> **Task to carry out**
Render every line of the listing below as a numbered list, omitting any blank lines.

> **Provided records**
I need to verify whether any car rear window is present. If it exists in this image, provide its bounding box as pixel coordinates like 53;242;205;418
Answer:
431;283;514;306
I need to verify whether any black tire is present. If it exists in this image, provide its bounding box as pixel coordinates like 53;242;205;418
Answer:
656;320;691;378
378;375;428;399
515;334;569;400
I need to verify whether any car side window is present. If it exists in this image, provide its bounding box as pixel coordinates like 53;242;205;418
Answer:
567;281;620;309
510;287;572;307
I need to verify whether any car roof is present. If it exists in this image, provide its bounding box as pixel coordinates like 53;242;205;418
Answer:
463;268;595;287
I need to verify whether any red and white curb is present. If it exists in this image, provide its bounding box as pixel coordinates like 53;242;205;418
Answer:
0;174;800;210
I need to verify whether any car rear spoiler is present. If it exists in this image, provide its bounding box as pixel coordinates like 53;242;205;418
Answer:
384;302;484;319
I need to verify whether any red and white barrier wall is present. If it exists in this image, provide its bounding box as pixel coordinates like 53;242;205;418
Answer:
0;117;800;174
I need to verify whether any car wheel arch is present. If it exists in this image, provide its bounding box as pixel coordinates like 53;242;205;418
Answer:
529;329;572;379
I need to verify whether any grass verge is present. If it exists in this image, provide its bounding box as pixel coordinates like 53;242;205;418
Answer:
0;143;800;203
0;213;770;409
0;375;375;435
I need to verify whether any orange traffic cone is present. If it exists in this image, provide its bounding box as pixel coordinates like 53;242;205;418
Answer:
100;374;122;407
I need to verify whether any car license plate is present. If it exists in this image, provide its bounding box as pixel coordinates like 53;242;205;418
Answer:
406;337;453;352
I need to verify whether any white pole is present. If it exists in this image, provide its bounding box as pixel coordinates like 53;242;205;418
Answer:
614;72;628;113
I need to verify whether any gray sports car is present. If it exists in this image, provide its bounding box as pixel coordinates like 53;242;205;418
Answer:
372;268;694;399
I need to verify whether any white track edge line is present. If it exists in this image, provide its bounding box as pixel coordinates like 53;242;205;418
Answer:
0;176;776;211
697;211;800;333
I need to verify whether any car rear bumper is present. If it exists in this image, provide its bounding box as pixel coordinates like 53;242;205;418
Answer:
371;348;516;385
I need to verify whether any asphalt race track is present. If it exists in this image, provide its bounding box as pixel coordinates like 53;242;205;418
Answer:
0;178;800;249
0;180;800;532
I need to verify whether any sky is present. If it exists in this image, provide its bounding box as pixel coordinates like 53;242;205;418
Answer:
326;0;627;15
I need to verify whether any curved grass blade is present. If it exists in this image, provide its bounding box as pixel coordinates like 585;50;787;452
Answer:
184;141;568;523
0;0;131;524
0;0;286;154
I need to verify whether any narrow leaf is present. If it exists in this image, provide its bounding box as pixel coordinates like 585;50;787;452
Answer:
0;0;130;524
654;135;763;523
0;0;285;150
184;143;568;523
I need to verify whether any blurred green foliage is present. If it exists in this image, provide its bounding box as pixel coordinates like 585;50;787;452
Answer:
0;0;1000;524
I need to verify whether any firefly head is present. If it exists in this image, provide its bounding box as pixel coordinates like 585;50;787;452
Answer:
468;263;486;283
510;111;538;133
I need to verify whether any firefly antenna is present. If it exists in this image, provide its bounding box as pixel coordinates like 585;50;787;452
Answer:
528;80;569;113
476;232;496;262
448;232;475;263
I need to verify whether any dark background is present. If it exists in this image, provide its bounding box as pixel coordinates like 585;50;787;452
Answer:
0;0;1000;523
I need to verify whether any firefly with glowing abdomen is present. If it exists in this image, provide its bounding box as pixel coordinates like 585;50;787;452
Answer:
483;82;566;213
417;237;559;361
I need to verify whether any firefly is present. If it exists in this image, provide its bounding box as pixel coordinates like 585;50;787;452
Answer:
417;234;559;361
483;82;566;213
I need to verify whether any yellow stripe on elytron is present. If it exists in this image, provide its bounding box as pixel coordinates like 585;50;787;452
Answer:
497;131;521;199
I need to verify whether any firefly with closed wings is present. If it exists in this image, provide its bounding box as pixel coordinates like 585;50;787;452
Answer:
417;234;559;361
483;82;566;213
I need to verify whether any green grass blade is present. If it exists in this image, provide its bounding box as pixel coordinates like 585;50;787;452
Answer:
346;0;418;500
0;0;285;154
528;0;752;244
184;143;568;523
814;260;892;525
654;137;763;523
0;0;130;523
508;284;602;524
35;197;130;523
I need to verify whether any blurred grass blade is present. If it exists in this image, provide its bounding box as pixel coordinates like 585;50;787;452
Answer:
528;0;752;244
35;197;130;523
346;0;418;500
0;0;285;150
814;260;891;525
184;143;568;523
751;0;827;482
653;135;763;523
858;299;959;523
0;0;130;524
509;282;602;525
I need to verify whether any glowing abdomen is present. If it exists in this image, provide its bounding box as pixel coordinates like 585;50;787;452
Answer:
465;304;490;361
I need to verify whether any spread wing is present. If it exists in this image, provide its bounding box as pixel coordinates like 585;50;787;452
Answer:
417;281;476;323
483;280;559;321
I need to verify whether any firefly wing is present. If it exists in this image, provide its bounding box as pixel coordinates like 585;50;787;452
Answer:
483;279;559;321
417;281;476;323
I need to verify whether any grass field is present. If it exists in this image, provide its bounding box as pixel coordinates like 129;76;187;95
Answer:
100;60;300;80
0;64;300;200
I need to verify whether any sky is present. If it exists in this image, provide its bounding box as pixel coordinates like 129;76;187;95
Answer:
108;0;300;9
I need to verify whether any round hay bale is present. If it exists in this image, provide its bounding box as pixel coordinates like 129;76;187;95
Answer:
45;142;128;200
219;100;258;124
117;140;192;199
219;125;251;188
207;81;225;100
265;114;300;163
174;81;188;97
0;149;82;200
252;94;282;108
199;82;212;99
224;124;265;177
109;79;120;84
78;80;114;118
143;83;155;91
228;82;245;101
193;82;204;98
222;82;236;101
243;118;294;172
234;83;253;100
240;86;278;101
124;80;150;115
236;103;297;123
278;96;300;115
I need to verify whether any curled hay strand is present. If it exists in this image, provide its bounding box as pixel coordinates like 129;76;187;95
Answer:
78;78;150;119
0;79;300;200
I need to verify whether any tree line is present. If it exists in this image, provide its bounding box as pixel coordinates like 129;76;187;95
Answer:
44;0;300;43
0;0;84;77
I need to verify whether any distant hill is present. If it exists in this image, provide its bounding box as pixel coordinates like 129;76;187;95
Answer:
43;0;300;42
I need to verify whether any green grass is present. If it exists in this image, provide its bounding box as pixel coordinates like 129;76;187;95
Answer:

> **Correct result**
1. I need to verify whether any car rear window is present. If it exists in this image, provide its bounding box as pixel coordinates like 53;242;205;418
2. Answer:
3. 431;283;514;306
4. I need to verify whether any black tire is present. If it exists in this image, provide its bounding box as pixel coordinates like 53;242;205;418
5. Answer:
6. 656;320;691;378
7. 378;375;428;399
8. 515;334;569;400
9. I need to verify whether any car side window is present. If it exists in this image, provide its bounding box as pixel coordinates like 53;242;205;418
10. Answer:
11. 567;281;620;309
12. 510;287;572;307
13. I need to verify whether any car roof is present. If it exists in this image, provide its bounding box as pixel coordinates like 53;242;205;418
14. Answer:
15. 463;268;595;287
16. I need to verify whether any red and white curb is present. If it exists in this image, provide its bounding box as pixel coordinates like 53;242;205;418
17. Answer:
18. 0;174;800;210
19. I need to verify whether any car rear spoiler is present. If it exists in this image, provide its bounding box as pixel coordinates like 53;242;205;418
20. Answer:
21. 384;302;484;319
22. I need to verify whether any red and white barrier wall is present. If it exists in this image, provide its bounding box as pixel coordinates like 53;242;205;418
23. Answer:
24. 0;117;800;174
25. I need to verify whether any car wheel arch is present. If it exists in this image, provide its bounding box as pixel coordinates like 53;242;205;418
26. Answer:
27. 529;329;572;379
28. I need to verify whether any grass verge is present. If it exists in this image, provide its bounding box as pixel coordinates like 53;242;205;418
29. Answer:
30. 0;143;800;203
31. 0;213;770;409
32. 0;375;375;435
33. I need to verify whether any orange traffic cone is present. If it exists in this image, provide its bounding box as pixel coordinates like 53;242;205;418
34. Answer:
35. 100;374;122;407
36. I need to verify whether any car license plate is present. If it exists in this image, provide its bounding box as pixel coordinates like 53;242;205;418
37. Answer:
38. 406;337;453;352
39. I need to verify whether any white pole is present. If it exists in this image, provide its bounding box as pixel coordinates like 53;242;205;418
40. Answer:
41. 614;72;628;113
42. I need to verify whether any gray sports car is present. If it exists in this image, provide its bounding box as pixel coordinates like 53;242;205;418
43. Answer:
44. 372;268;694;399
45. I need to verify whether any white track edge line is present. If it exists in this image, provide its bounding box as pixel coordinates like 53;242;205;418
46. Answer:
47. 0;176;776;211
48. 697;211;800;333
49. I need to verify whether any car rear bumper is present. If it exists in this image, provide its bounding box as pixel coordinates like 53;242;205;418
50. Answer:
51. 371;348;516;385
52. I need to verify whether any asphalt race track is present. If it exists in this image, provide its bounding box as pixel coordinates like 53;242;205;418
53. Answer:
54. 0;178;800;249
55. 0;180;800;532
56. I need to verify whether any sky is present. If it exists in this image, provide its bounding box as pixel coordinates like 53;242;205;418
57. Answer:
58. 326;0;627;15
59. I need to verify whether any curved grass blade is present. If it exists in this image, provide its bounding box as pixel coordinates like 585;50;787;452
60. Answer:
61. 184;141;568;523
62. 0;0;131;524
63. 0;0;286;154
64. I need to verify whether any narrow leaf is present. If it exists in this image, provide its bounding box as pixel coordinates like 585;50;787;452
65. Answer:
66. 0;0;130;524
67. 654;135;763;523
68. 0;0;285;150
69. 184;143;568;523
70. I need to verify whether any blurred green foliage is present. If it exists in this image, provide its bounding box as pixel coordinates like 585;50;787;452
71. Answer:
72. 0;0;1000;524
73. I need to verify whether any firefly head is present. If it exists in this image, provide its bounding box as pixel coordinates like 585;50;787;452
74. Answer:
75. 468;263;486;283
76. 510;111;538;133
77. I need to verify whether any firefly antenna is present. If it exists in this image, provide its bounding box as pixel coordinates like 585;50;787;452
78. Answer:
79. 528;80;569;113
80. 476;232;496;262
81. 448;232;475;263
82. I need to verify whether any dark background is present. If it exists in this image, provide its bounding box as pixel coordinates like 585;50;787;452
83. Answer:
84. 0;0;1000;523
85. I need to verify whether any firefly with glowing abdomen is present. If it exists in this image, provide its bounding box as pixel coordinates like 585;50;787;452
86. Answer:
87. 483;82;566;213
88. 417;237;559;361
89. I need to verify whether any firefly is present. If it exists in this image, provide its bounding box as pixel coordinates like 585;50;787;452
90. Answer:
91. 417;234;559;361
92. 483;82;566;213
93. I need to verify whether any yellow stripe on elytron is present. If it exists in this image, provide its bounding box as pixel coordinates like 585;50;787;452
94. Answer:
95. 497;131;521;199
96. I need to verify whether any firefly with closed wings is present. If it exists in this image, provide its bounding box as pixel coordinates like 585;50;787;452
97. Answer:
98. 417;234;559;361
99. 483;82;566;213
100. I need to verify whether any green grass blade is present. If it exists in this image, provide its bounding box as pixel coordinates like 585;50;787;452
101. Answer:
102. 346;0;418;500
103. 0;0;285;154
104. 528;0;752;244
105. 184;143;568;523
106. 814;260;892;525
107. 654;137;763;523
108. 0;0;130;523
109. 508;284;602;524
110. 35;197;130;523
111. I need to verify whether any blurred grass blade is present. If it exists in this image, provide its bounding box as pixel coordinates like 585;50;787;452
112. Answer:
113. 528;0;752;244
114. 35;197;130;523
115. 346;0;418;500
116. 0;0;285;150
117. 814;260;891;525
118. 184;143;568;523
119. 751;0;827;482
120. 653;135;763;523
121. 858;299;959;523
122. 0;0;130;524
123. 509;282;602;525
124. I need to verify whether any glowing abdomen is present. If it exists in this image, provide its bounding box as pixel coordinates like 585;50;787;452
125. Answer:
126. 465;304;490;361
127. I need to verify whether any spread wing is present. If it exists in this image, provide its bounding box as pixel coordinates like 585;50;787;452
128. Answer:
129. 417;281;476;323
130. 483;280;559;321
131. I need to verify whether any firefly wing is present. If it exists in this image, provide its bounding box as pixel coordinates like 585;50;787;452
132. Answer:
133. 483;279;559;321
134. 417;281;476;323
135. I need to verify whether any grass field is present. If it exists in this image, provide its bounding box as pixel coordinates like 129;76;187;95
136. Answer:
137. 100;60;300;80
138. 0;64;300;200
139. I need to verify whether any sky is present. If it exists in this image, provide its bounding box as pixel coordinates like 129;76;187;95
140. Answer:
141. 108;0;300;9
142. I need to verify whether any round hay bale is present. If it exists in this image, provide its bounding box as pixel coordinates like 129;76;187;95
143. Answer:
144. 45;142;128;200
145. 219;100;258;124
146. 117;140;192;199
147. 219;125;251;188
148. 207;81;225;100
149. 265;114;300;163
150. 174;81;188;97
151. 0;149;82;200
152. 252;94;282;108
153. 199;82;212;99
154. 224;124;265;177
155. 109;79;120;84
156. 78;80;114;118
157. 143;83;155;91
158. 228;82;245;101
159. 193;82;204;98
160. 222;82;236;101
161. 243;118;294;172
162. 234;83;253;100
163. 240;86;278;101
164. 124;80;150;115
165. 236;103;297;123
166. 278;96;300;115
167. I need to verify whether any curled hay strand is present. If it exists in this image, provide its bounding box as pixel coordinates like 129;76;187;95
168. Answer:
169. 78;78;150;119
170. 0;79;300;200
171. I need to verify whether any tree line is present. If it exists in this image, provide its bounding box as pixel coordinates like 129;76;187;95
172. Answer:
173. 44;0;300;43
174. 0;0;84;77
175. I need to verify whether any distant hill is present. If it exists in this image, provide its bounding box as pixel coordinates like 129;76;187;95
176. Answer:
177. 43;0;300;42
178. I need to verify whether any green grass is present. If it exists in this image, provide its bounding box as pixel coordinates like 129;76;187;95
179. Answer:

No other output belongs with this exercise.